Required action —
What you hand back must match the records word for word, with no pictures.

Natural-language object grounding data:
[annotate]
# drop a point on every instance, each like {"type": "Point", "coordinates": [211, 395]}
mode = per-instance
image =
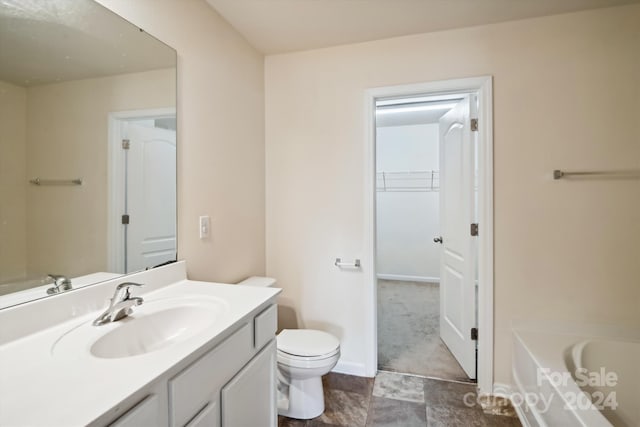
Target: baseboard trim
{"type": "Point", "coordinates": [350, 368]}
{"type": "Point", "coordinates": [505, 390]}
{"type": "Point", "coordinates": [406, 278]}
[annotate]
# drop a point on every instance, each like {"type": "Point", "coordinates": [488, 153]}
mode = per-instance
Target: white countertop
{"type": "Point", "coordinates": [38, 387]}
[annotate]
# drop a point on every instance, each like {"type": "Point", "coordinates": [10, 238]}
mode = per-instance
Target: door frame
{"type": "Point", "coordinates": [115, 179]}
{"type": "Point", "coordinates": [482, 86]}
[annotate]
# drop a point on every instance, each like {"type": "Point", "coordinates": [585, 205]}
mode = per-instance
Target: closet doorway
{"type": "Point", "coordinates": [432, 273]}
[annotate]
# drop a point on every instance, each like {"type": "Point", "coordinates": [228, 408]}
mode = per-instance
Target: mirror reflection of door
{"type": "Point", "coordinates": [145, 192]}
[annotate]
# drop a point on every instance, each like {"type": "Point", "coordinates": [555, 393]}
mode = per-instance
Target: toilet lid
{"type": "Point", "coordinates": [306, 342]}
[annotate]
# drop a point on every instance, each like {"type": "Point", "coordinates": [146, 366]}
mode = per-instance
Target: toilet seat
{"type": "Point", "coordinates": [307, 344]}
{"type": "Point", "coordinates": [282, 355]}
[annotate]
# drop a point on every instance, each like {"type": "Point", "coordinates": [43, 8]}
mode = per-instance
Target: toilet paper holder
{"type": "Point", "coordinates": [341, 264]}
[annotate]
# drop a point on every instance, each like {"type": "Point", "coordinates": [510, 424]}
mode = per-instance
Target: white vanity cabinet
{"type": "Point", "coordinates": [233, 384]}
{"type": "Point", "coordinates": [249, 399]}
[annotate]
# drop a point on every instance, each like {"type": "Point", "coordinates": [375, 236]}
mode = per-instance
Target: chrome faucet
{"type": "Point", "coordinates": [60, 284]}
{"type": "Point", "coordinates": [120, 305]}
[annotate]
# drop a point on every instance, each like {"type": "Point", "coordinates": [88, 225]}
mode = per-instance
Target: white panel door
{"type": "Point", "coordinates": [150, 196]}
{"type": "Point", "coordinates": [457, 261]}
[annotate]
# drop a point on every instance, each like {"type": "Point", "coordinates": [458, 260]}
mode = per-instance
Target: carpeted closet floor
{"type": "Point", "coordinates": [409, 331]}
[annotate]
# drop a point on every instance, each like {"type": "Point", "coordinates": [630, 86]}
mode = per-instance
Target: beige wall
{"type": "Point", "coordinates": [220, 135]}
{"type": "Point", "coordinates": [13, 182]}
{"type": "Point", "coordinates": [67, 138]}
{"type": "Point", "coordinates": [566, 93]}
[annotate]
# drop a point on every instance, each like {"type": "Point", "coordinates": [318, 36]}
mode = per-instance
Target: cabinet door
{"type": "Point", "coordinates": [208, 417]}
{"type": "Point", "coordinates": [145, 413]}
{"type": "Point", "coordinates": [249, 399]}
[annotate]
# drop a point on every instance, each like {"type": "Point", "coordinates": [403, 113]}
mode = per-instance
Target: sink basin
{"type": "Point", "coordinates": [153, 326]}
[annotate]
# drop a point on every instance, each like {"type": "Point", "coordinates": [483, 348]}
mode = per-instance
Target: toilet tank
{"type": "Point", "coordinates": [259, 281]}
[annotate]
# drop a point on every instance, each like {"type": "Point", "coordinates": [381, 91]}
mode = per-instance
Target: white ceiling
{"type": "Point", "coordinates": [277, 26]}
{"type": "Point", "coordinates": [45, 41]}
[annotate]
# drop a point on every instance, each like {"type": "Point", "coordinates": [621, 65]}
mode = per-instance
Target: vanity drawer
{"type": "Point", "coordinates": [200, 383]}
{"type": "Point", "coordinates": [145, 413]}
{"type": "Point", "coordinates": [265, 325]}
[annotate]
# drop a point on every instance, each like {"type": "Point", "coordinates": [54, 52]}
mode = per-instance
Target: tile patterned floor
{"type": "Point", "coordinates": [400, 401]}
{"type": "Point", "coordinates": [409, 331]}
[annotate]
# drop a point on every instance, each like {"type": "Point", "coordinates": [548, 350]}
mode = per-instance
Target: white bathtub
{"type": "Point", "coordinates": [566, 380]}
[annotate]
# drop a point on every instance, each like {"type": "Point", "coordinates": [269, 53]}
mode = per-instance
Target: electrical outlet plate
{"type": "Point", "coordinates": [204, 225]}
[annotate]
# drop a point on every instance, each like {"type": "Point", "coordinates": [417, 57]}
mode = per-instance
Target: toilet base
{"type": "Point", "coordinates": [306, 399]}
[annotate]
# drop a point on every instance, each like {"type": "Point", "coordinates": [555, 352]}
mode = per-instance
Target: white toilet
{"type": "Point", "coordinates": [304, 356]}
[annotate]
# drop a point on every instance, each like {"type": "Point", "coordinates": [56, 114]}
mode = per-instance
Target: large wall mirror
{"type": "Point", "coordinates": [87, 148]}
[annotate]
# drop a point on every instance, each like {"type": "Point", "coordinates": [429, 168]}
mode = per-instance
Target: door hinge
{"type": "Point", "coordinates": [474, 334]}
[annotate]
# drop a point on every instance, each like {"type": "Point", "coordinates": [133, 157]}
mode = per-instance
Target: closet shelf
{"type": "Point", "coordinates": [408, 181]}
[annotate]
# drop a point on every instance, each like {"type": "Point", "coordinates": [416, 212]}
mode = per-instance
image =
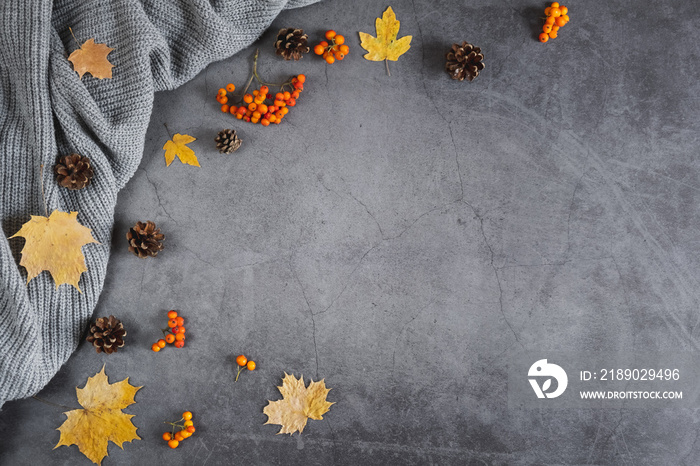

Solution for this exercise —
[annotate]
# drop a point on every instance, each like {"type": "Point", "coordinates": [211, 395]}
mode = per-instance
image =
Target: baseboard trim
{"type": "Point", "coordinates": [350, 368]}
{"type": "Point", "coordinates": [505, 390]}
{"type": "Point", "coordinates": [406, 278]}
[annotate]
# drop a point on every instance, each like {"type": "Point", "coordinates": [488, 153]}
mode = per-instance
Target: white countertop
{"type": "Point", "coordinates": [38, 387]}
[annotate]
# drop a point on every instance, each like {"type": "Point", "coordinates": [10, 238]}
mode = per-instance
Target: door frame
{"type": "Point", "coordinates": [115, 179]}
{"type": "Point", "coordinates": [482, 86]}
[annotate]
# drop a point on every instance, each like {"type": "Point", "coordinates": [585, 205]}
mode = per-instance
Target: closet doorway
{"type": "Point", "coordinates": [432, 273]}
[annotate]
# drop a point on every instance, each like {"type": "Point", "coordinates": [228, 408]}
mode = per-instance
Target: mirror reflection of door
{"type": "Point", "coordinates": [145, 192]}
[annotate]
# drop a point on every instance, each like {"type": "Point", "coordinates": [555, 393]}
mode = per-instance
Target: toilet lid
{"type": "Point", "coordinates": [306, 342]}
[annotate]
# drop a point on every instance, each like {"type": "Point", "coordinates": [146, 366]}
mode = per-instance
Target: toilet seat
{"type": "Point", "coordinates": [307, 344]}
{"type": "Point", "coordinates": [282, 355]}
[annotate]
# drop a point on every instance, each like {"type": "Point", "coordinates": [43, 8]}
mode = per-instance
Target: toilet paper holder
{"type": "Point", "coordinates": [341, 264]}
[annotate]
# drop a point on every instance, each like {"type": "Point", "coordinates": [510, 424]}
mode = per-instance
Target: white vanity cabinet
{"type": "Point", "coordinates": [233, 384]}
{"type": "Point", "coordinates": [249, 399]}
[annotate]
# drop a point on every instance, each like {"type": "Point", "coordinates": [375, 236]}
mode = per-instance
Target: chrome faucet
{"type": "Point", "coordinates": [60, 284]}
{"type": "Point", "coordinates": [120, 305]}
[annotate]
# drop a point on every instance, each like {"type": "Point", "coordinates": [88, 225]}
mode = per-instance
Target: white panel door
{"type": "Point", "coordinates": [150, 196]}
{"type": "Point", "coordinates": [457, 261]}
[annotate]
# drop a point on every instance, each like {"type": "Point", "coordinates": [458, 260]}
mode = per-instance
Target: carpeted closet floor
{"type": "Point", "coordinates": [409, 331]}
[annotate]
# drop a point on every instance, each like {"type": "Point", "coordinates": [630, 86]}
mode = per-instance
Target: beige wall
{"type": "Point", "coordinates": [220, 135]}
{"type": "Point", "coordinates": [13, 182]}
{"type": "Point", "coordinates": [67, 138]}
{"type": "Point", "coordinates": [566, 93]}
[annotate]
# drop a point on every instance, each like {"type": "Point", "coordinates": [318, 36]}
mode = per-instance
Target: cabinet door
{"type": "Point", "coordinates": [208, 417]}
{"type": "Point", "coordinates": [145, 413]}
{"type": "Point", "coordinates": [249, 399]}
[annotate]
# drop a point on every instance, each like {"type": "Point", "coordinates": [403, 113]}
mode = per-instance
Target: sink basin
{"type": "Point", "coordinates": [153, 326]}
[annotate]
# drop a point on every instance, each like {"type": "Point", "coordinates": [483, 348]}
mode = per-instance
Target: toilet tank
{"type": "Point", "coordinates": [259, 281]}
[annotate]
# drop a point on every instance, each like {"type": "Point", "coordinates": [381, 91]}
mode = per-instance
Target: white ceiling
{"type": "Point", "coordinates": [277, 26]}
{"type": "Point", "coordinates": [45, 41]}
[annotate]
# drop a point on every instance, each like {"type": "Point", "coordinates": [621, 65]}
mode = per-instance
Target: vanity drawer
{"type": "Point", "coordinates": [200, 383]}
{"type": "Point", "coordinates": [145, 413]}
{"type": "Point", "coordinates": [265, 325]}
[annotate]
# drop a point on every instance, each like {"type": "Point", "coordinates": [54, 52]}
mode = per-instance
Target: tile patterned floor
{"type": "Point", "coordinates": [400, 401]}
{"type": "Point", "coordinates": [409, 331]}
[annotate]
# drop a point on every instance, each like {"type": "Point", "coordinates": [548, 350]}
mode = per-instance
Target: white bathtub
{"type": "Point", "coordinates": [566, 380]}
[annotate]
# drop a point on every instance, each like {"type": "Point", "coordinates": [269, 53]}
mode = per-instance
Target: electrical outlet plate
{"type": "Point", "coordinates": [204, 225]}
[annotate]
# drop a point on every instance, each like {"type": "Point", "coordinates": [417, 57]}
mode = per-instance
Target: toilet base
{"type": "Point", "coordinates": [306, 399]}
[annotate]
# drop a point on every instance, each like {"type": "Point", "coordinates": [555, 352]}
mode = per-instance
Target: white toilet
{"type": "Point", "coordinates": [304, 356]}
[annotate]
# drop a point on every instance, each like {"type": "Point", "coordinates": [56, 114]}
mode = per-instance
Target: large wall mirror
{"type": "Point", "coordinates": [87, 148]}
[annotate]
# drop a point on every instance, each like {"type": "Point", "coordinates": [429, 168]}
mode = per-instance
Target: door hinge
{"type": "Point", "coordinates": [474, 334]}
[annotate]
# drop a point on every instance, each like {"type": "Point", "coordinates": [133, 157]}
mode = per-instance
Target: closet shelf
{"type": "Point", "coordinates": [408, 181]}
[annotate]
# drop a point on every instance, each like {"type": "Point", "coordinates": [416, 212]}
mode = per-instance
image =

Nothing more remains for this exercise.